TO DO
Copy the records below exactly, omitting any pictures they contain.

──────── SUPPLIED RECORDS ────────

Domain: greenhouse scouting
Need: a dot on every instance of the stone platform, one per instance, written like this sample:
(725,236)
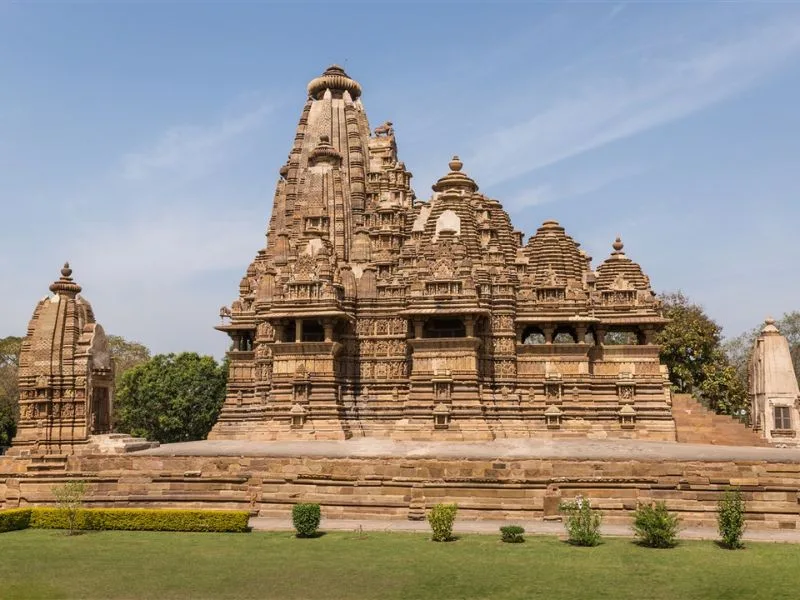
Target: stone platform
(502,448)
(503,480)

────────

RESPONSE BELOW
Domain: greenhouse scouting
Need: a dot on every instance of the stone platform, one per instance, written like this sample:
(725,236)
Target: stone platform
(502,448)
(503,480)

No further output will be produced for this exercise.